Your task: Copy out exactly each line from the line with "Tag the fish scale" through the last line of the material below.

Exercise data:
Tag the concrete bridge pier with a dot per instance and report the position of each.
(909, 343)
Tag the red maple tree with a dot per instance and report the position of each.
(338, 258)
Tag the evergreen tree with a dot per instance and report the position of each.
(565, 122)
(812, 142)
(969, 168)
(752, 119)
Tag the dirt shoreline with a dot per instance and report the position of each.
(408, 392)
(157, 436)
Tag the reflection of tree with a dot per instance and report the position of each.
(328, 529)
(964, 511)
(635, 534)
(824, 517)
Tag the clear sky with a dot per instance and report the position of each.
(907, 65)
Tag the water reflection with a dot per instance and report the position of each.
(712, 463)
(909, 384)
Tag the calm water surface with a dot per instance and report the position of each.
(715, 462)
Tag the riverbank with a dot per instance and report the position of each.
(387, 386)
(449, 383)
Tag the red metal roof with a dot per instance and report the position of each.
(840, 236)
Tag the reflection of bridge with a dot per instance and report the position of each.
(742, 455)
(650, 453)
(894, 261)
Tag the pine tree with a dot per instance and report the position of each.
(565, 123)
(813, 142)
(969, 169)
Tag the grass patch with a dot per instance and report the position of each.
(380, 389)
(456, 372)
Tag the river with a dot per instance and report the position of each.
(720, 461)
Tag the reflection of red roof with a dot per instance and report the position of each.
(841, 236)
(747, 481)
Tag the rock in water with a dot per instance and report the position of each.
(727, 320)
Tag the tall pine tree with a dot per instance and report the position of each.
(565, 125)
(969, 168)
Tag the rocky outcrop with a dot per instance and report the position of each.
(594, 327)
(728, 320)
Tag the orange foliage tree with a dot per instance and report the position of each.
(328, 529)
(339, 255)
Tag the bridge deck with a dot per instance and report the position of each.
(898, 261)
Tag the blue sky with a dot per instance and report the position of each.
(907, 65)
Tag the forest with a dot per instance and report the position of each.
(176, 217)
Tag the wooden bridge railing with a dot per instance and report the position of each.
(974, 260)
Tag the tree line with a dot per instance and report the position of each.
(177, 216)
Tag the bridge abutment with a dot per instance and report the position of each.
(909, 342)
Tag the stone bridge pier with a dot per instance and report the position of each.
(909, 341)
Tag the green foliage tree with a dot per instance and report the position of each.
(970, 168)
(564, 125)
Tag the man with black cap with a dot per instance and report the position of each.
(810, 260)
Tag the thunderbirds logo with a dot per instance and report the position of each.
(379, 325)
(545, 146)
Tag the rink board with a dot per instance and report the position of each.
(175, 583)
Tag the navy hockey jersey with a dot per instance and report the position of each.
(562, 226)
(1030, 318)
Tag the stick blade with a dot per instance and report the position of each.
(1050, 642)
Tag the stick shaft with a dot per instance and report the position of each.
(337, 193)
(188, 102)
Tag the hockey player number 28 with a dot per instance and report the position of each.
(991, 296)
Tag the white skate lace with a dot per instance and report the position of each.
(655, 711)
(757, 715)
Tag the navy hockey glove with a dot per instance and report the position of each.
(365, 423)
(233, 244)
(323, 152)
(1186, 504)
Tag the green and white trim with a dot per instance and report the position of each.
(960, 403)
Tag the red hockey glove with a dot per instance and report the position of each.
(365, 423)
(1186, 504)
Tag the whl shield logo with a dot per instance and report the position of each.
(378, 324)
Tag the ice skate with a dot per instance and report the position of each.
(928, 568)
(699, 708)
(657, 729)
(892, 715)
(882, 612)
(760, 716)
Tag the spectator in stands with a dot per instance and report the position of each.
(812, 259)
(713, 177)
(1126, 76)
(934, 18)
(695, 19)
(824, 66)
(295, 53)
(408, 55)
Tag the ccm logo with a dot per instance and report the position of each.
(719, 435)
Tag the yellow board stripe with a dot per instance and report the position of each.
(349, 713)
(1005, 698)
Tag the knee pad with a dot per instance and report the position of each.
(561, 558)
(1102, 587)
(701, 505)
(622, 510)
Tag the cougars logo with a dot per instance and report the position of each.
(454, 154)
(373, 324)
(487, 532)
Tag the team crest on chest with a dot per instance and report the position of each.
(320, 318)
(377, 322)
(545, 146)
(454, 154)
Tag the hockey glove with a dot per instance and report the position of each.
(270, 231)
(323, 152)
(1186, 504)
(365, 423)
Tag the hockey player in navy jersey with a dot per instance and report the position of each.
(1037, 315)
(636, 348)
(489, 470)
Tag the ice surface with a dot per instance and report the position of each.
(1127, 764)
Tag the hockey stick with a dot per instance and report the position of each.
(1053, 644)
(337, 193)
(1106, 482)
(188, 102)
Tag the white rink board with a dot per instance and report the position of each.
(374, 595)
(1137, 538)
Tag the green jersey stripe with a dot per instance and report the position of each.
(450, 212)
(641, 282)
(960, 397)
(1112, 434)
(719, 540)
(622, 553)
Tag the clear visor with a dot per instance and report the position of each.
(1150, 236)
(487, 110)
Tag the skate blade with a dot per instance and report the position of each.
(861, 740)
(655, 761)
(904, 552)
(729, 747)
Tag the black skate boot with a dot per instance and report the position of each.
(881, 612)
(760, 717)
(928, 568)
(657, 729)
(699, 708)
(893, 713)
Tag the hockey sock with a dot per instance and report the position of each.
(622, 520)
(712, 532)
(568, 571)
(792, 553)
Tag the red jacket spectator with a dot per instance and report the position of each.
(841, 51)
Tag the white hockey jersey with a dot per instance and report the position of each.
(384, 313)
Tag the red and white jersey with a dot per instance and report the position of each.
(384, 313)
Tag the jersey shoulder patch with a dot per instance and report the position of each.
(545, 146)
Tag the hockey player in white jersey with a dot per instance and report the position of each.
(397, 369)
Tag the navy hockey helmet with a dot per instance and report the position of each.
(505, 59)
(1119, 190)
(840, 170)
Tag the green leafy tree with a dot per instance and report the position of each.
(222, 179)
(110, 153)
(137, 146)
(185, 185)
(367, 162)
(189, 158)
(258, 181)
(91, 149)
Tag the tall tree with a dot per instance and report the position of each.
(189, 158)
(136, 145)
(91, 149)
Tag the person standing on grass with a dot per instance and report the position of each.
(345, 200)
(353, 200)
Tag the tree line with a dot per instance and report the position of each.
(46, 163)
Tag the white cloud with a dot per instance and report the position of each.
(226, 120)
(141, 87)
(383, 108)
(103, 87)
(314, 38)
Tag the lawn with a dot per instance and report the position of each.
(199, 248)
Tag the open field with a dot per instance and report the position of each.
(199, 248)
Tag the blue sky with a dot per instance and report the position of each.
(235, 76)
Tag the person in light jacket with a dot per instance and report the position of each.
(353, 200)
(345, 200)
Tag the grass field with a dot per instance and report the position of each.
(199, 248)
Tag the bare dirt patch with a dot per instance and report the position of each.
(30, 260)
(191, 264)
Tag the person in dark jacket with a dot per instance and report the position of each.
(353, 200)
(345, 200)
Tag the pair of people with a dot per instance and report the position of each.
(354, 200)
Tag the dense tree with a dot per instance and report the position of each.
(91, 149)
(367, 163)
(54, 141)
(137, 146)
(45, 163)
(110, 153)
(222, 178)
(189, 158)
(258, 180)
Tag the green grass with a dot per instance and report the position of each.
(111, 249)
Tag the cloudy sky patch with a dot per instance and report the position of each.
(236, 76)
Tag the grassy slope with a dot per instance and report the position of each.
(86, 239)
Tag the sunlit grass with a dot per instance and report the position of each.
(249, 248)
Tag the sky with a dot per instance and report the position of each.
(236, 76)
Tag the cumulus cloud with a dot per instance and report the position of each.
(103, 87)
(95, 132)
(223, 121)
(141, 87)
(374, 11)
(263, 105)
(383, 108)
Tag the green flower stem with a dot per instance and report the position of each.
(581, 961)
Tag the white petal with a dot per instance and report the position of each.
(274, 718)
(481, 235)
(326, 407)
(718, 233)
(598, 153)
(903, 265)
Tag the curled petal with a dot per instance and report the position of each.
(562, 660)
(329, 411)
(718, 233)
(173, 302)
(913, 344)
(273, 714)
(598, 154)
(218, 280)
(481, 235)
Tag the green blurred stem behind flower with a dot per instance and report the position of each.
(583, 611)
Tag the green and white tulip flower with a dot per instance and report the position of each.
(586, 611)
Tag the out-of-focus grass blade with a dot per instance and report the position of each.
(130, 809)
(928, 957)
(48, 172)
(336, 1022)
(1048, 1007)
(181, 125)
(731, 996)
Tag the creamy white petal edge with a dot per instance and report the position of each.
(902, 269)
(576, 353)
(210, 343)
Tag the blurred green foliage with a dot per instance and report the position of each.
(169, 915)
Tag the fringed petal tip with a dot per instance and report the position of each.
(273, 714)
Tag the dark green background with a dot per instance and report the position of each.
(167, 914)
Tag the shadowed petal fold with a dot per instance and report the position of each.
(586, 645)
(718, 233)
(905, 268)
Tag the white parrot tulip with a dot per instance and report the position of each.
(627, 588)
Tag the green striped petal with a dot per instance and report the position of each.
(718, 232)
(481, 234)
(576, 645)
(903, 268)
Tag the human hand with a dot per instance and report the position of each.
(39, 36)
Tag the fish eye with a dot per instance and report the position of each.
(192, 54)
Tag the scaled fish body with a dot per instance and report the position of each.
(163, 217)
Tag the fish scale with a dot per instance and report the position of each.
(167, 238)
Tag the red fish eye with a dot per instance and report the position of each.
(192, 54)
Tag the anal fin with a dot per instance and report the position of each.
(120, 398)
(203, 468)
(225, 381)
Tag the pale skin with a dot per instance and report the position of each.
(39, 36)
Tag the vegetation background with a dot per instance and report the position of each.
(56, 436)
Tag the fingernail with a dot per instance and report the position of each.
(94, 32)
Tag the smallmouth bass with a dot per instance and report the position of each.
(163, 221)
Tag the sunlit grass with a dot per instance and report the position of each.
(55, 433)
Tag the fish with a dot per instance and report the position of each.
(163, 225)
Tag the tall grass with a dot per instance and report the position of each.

Answer to this problem:
Tag the fish scale with a dot per instance and report the position of each.
(167, 238)
Tag the red fish eye with a dot per instance and report the position of each.
(192, 54)
Tag the anal fin with a dot per instance and report the position of each.
(120, 398)
(203, 468)
(225, 381)
Tag the pale skin with a dot per instance and report the position of each.
(39, 36)
Tag the vegetation background with a dot per instance and report the position of each.
(56, 436)
Tag the fingernail with a dot per instance and report the position of each.
(94, 32)
Tag the smallmouth bass with a dot per instance and report the position of each.
(163, 221)
Tag the sunlit grass with a dot per instance and report the position of each.
(55, 433)
Tag the fish with a dot per instance and report the position of each.
(163, 225)
Tag the tall grass with a dot per instance and report the position of each.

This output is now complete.